■ Saved entries:
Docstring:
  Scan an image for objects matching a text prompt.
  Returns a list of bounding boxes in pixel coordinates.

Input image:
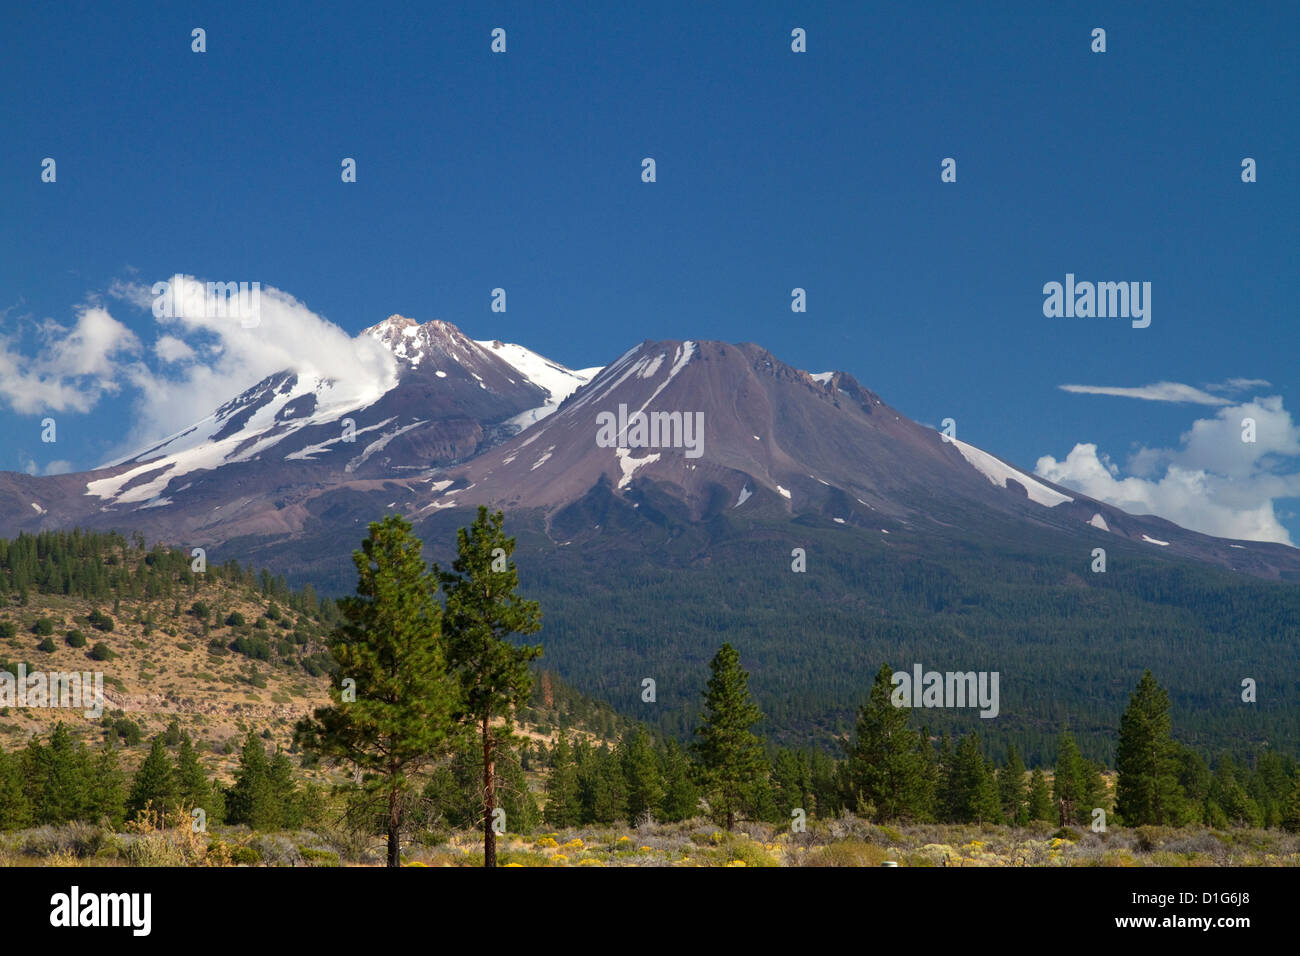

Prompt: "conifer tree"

[174,733,224,824]
[437,507,542,867]
[128,736,177,818]
[620,728,663,825]
[0,750,32,830]
[658,738,700,822]
[297,514,459,866]
[226,732,277,829]
[846,664,933,821]
[1280,776,1300,834]
[27,723,90,824]
[1115,671,1186,826]
[1053,731,1086,826]
[693,643,766,830]
[998,744,1028,825]
[949,733,1001,824]
[1027,768,1054,822]
[88,742,127,827]
[543,734,580,828]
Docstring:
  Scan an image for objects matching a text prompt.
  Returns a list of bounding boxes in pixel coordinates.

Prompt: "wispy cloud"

[1059,381,1226,405]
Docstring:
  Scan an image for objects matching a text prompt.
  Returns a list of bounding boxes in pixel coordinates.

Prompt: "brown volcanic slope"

[389,338,1300,581]
[2,327,1298,583]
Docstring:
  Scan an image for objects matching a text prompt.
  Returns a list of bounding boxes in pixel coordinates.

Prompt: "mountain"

[3,320,1299,759]
[380,336,1299,582]
[0,316,598,544]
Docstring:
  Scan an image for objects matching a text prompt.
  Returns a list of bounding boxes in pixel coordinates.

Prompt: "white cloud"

[105,276,398,459]
[17,453,74,476]
[1059,382,1229,405]
[0,306,141,413]
[1036,397,1300,545]
[154,335,195,364]
[1058,378,1274,406]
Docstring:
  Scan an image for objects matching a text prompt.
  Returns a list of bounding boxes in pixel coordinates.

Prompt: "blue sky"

[2,0,1297,542]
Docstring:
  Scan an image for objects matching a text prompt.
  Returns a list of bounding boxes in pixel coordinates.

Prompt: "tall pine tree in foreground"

[296,514,459,867]
[438,506,542,868]
[846,663,933,821]
[693,643,766,830]
[1115,670,1186,826]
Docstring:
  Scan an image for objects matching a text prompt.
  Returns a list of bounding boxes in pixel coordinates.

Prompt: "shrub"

[89,642,115,661]
[225,611,245,627]
[230,845,261,865]
[87,609,115,632]
[65,629,87,648]
[0,621,16,640]
[32,618,55,636]
[37,637,56,653]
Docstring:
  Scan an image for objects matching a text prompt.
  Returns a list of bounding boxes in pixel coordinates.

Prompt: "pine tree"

[88,742,127,827]
[1053,731,1086,826]
[437,506,542,867]
[296,514,459,866]
[949,733,1001,824]
[845,663,933,821]
[226,732,277,829]
[692,643,766,830]
[620,728,663,825]
[174,733,223,824]
[1115,671,1186,826]
[1280,775,1300,834]
[1027,768,1054,822]
[27,723,90,824]
[658,739,700,822]
[269,749,303,829]
[998,744,1028,825]
[128,736,177,819]
[0,750,32,830]
[771,748,812,822]
[543,734,580,828]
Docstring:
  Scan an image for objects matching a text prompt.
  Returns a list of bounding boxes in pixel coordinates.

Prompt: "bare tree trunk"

[387,782,402,868]
[483,716,496,868]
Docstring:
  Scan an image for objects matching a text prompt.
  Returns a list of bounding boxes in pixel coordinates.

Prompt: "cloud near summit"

[0,279,398,465]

■ ACTIVITY:
Copy every record above exactly as written, but leave out the pictures.

■ RESPONSE TO THIS TASK:
Docstring:
  Scan an image for objects matching a text prompt.
  Returns a list of bounding boxes in pixel coordinates.

Input image:

Prompt: "conifer tree"

[174,733,224,824]
[437,507,542,867]
[128,736,177,818]
[620,728,663,825]
[0,750,32,830]
[658,738,700,822]
[297,514,459,866]
[226,732,277,829]
[846,664,933,821]
[1280,776,1300,834]
[27,723,90,824]
[1115,671,1186,826]
[1053,731,1086,826]
[693,643,766,830]
[998,744,1028,825]
[949,733,1001,824]
[1027,768,1054,822]
[88,742,127,827]
[543,734,580,828]
Docstring:
  Scan an image for objects matching a text prompt.
  Returns a list of bounding boxes in pixel coordinates.

Prompt: "wispy cloud"

[1059,381,1226,405]
Docstring:
  Scan an image for objects matching a text prompt.
  Returns a list of bounding boxes in pixel coordinates.

Prompt: "brown volcanic slope"

[389,338,1300,581]
[2,327,1298,583]
Docstring:
  Scan an image for objects matching a text prompt.
  Returns a list of bounding boxes in pixel coordinates.

Prompt: "mountain"

[3,320,1299,759]
[380,336,1299,582]
[0,316,598,544]
Docstring:
  Scan an image for objects matching a text prompt.
  Returns a list of bounding boxes in pixel coordinates.

Prompt: "white cloud"

[105,276,398,459]
[17,453,74,476]
[1059,382,1229,405]
[0,306,141,413]
[1036,397,1300,545]
[154,335,195,364]
[1058,378,1274,406]
Docstring:
  Scan an image for objects matching a text prompt.
  Returns a list of bounding boxes in pixel coordinates.

Prompt: "blue sky"

[2,0,1297,542]
Docstring:
  Scan an image for objects matching a text prompt.
  Returns a list of bounding boxes in pixel coordinates.

Prompt: "tall pine tree in foreground"

[296,514,459,867]
[438,506,542,868]
[846,663,933,821]
[693,643,766,830]
[1115,670,1186,826]
Docstring:
  Scan an image for objects matching a text prompt.
  Returns a list of bounding boxes in pixel coordinates.

Prompt: "shrub"

[89,642,115,661]
[225,611,245,627]
[230,845,261,865]
[87,609,115,632]
[65,629,87,648]
[0,621,16,640]
[32,618,55,636]
[37,637,56,653]
Docstring:
  Scan an image for objects matching a text prompt.
  Returns a list of bounding boxes in pixel coordinates.

Prompt: "pine tree"

[88,742,127,827]
[1053,731,1086,826]
[437,506,542,867]
[296,514,459,866]
[949,733,1001,824]
[845,663,933,821]
[226,732,277,829]
[692,643,766,830]
[620,728,663,825]
[174,733,223,824]
[1115,671,1186,826]
[1280,775,1300,834]
[1027,768,1054,822]
[27,723,90,824]
[658,739,700,822]
[269,749,303,829]
[998,744,1028,825]
[128,736,177,819]
[0,750,32,830]
[771,748,812,822]
[543,734,580,828]
Docstring:
  Scan an image for objects matching a text prompt.
  Returns a list of bounding boxes in pixel coordinates.

Prompt: "bare tree trunk"

[387,782,402,868]
[483,716,496,868]
Docstring:
  Scan an image for objects matching a text prompt.
  Returns a list of bounding boxes in pixel coordinates.

Prompt: "cloud near summit"

[0,279,398,465]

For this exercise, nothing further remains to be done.